## Text passage
Mirror's Edge is a curious case: the game that gets exactly one thing right. I may have spent some time in the past prattling on about the idea of a Gesamtkuntswerk, but the bald truth is that in most circumstances a video game can get by, critically speaking, through dogged adherence to just one successful gameplay concept. Take Crackdown. That game has almost nothing going for it: no narrative to speak of, a charmless and weirdly depopulated open world, janky driving, mediocre graphics etc etc. But then, there is the jumping around on buildings and shooting. That is all it takes, folks.
The cardinal achievement of Mirror's Edge is how effectively it creates the feeling of inhabiting a fleet human skull, rather than a steadicam. While so many first-person games give this dogged feeling that the smooth arc of a camera boom is being made to simulate animal locomotion, Mirror's Edge just nails the feeling of momentum, the sensation of weight in your movements, the subtle but increasingly palpable bob of the head as you gain speed. First-person platforming has been attempted before, and effectively at that (remember Jumping Flash? 'course you do!), but it's never been done in a way that does justice to the particularities of embodied vision. Mirror's Edge shines in these small gestures towards perceptual realism: the way the world swirls around your head when you make a tumbling landing, the way it swims in front of your eyes as you plummet to your death.
To me, it is astonishing that the designers of Mirror's Edge apparently managed to mistake these core pleasures that their game offered. Prince of Persia's no-death mechanic (actually an unusually dense checkpointing system) was maligned at release for being a sop to the noobs, which it was, but it also had a positive function: the impossibility of failure incentivized throwing yourself headlong through the environment as fast as you could. Prince of Persia is most successful when you fell into a rhythm and were able to whip past the lush scenery in top gear.
The heights of Mirror's Edge are even better: you're booking across the rooftops, looking around for the next legible piece of the environment, navigating the world at a such a terrific pace that you lose the habit of conscious reflection. While the path through its roofops are almost as linear as Persia's consistently funnelish pathways, your elevation and the breadth of your field of vision in Mirror's Edge lends a unique feeling of grandeur and freedom to the business of running and tumbling and losing the fuzz.
Which all makes it, again, so baffling that the game's mechanics seem to actively deter you from falling into this insanely pleasurable flow. The “runner's vision” environmental color-coding is an excellent technique for making the environment instantly readable, but the platforming is too finicky to engage in without the prospect of failure. Chris Dahlen put it best: “I’d say that its core problem is that it looks like Rock Band 2 but plays like Mega Man 9; you want to settle in and enjoy the thrill, but imagine if Rock Band stopped the song every single time you hit a bum note.” While Prince of Persia was too generous, rewarding you if you jumped in the general direction of the next platform (which gave rise to the otherwise-curious comparison of the game to an extended quick-time event), Mirror's Edge is too exacting: lining up your jumps requires too much precision. (This is doubly the case when your destination is a vertical pipe or horizontal bar.) It's too hard to make the tricky jumps on your first try, which brings the game to a grinding halt; this turns the game into a frustrating trial-and-error affair and ruins the best aspects of its gameplay.

## Given information
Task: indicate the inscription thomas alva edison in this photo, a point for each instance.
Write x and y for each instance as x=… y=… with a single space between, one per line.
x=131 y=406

## What is asked
- 1) According to the Mirror's Edge review, why does the precision the jumps demand spoil the game's best qualities? Answer in one to three sentences.
- 2) List the shortcomings of Crackdown that the Mirror's Edge review names.
- 3) Please continue the Mirror's Edge review, picking up after its final sentence.
The listing comes from a separate source.

## Exercise results
- 1) Lining up jumps takes so much precision that the tricky ones are hard to make on the first try, which brings the game to a grinding halt. That turns it into a frustrating trial-and-error affair and deters the fast, pleasurable flow that is its greatest strength.

- 2)
- No narrative to speak of
- A charmless and weirdly depopulated open world
- Janky driving
- Mediocre graphics

- 3)
As for the elements of the gameplay that do not directly involve running and jumping and shaking the fuzz, the less said the better. I think the game's Spartan visual aesthetic is praiseworthy, but the bleached fascism of the environments is so uniform that the individual spaces lose any feeling of specificity (the “shopping mall,” for example, looks like another deserted skyscraper atrium). The gameplay elements that are meant to modulate the basic platforming are atrocious: the combat is an abomination, an active deterrent to enjoyment. (I recommend the “easy” setting, which reduces, but does not eliminate, the frustrating interactions with law enforcement.) The narrative is forgettable and poorly delivered. Despite frequent stabs at variation (an absurdly simplistic battle with an enraged wrestler, a “sniper” mission, and a surprisingly uninteresting battle against a posse of fellow "runners."), Mirror's Edge never succeeds in creating any satisfying variety in its gameplay. The level design deserves a special dishonorable mention: the spatial arrangement of the environments often makes it difficult to distinguish makeable jumps from impossible ones, and the “jumping puzzles” in the interior levels were uniformly tedious and unintuitive.
All this is a shame, because Mirror's Edge is very close to being a fantastic video game. The failure of Mirror's Edge reminded me of an interview that Shigeru Miyamoto gave to Steven Totilo, in which he said the only revealing thing I've ever heard Miyamoto say about the craft of game design: “I liken it almost to cooking. There are certain elements of cooking where if you’re able to find a very delicious ingredient, all you have to do is put a little bit of salt on it. Then you cook it and it tastes amazing... chefs are more interested in finding the most delicious ingredients they can find and cooking those in a way that really highlights the inherent deliciousness of the ingredient. And that, I feel, is our job in game design.” To follow up on the analogy: the designers of Mirror's Edge drowned fresh sweet corn in the awful sauce. Maybe they'll get it right next time around.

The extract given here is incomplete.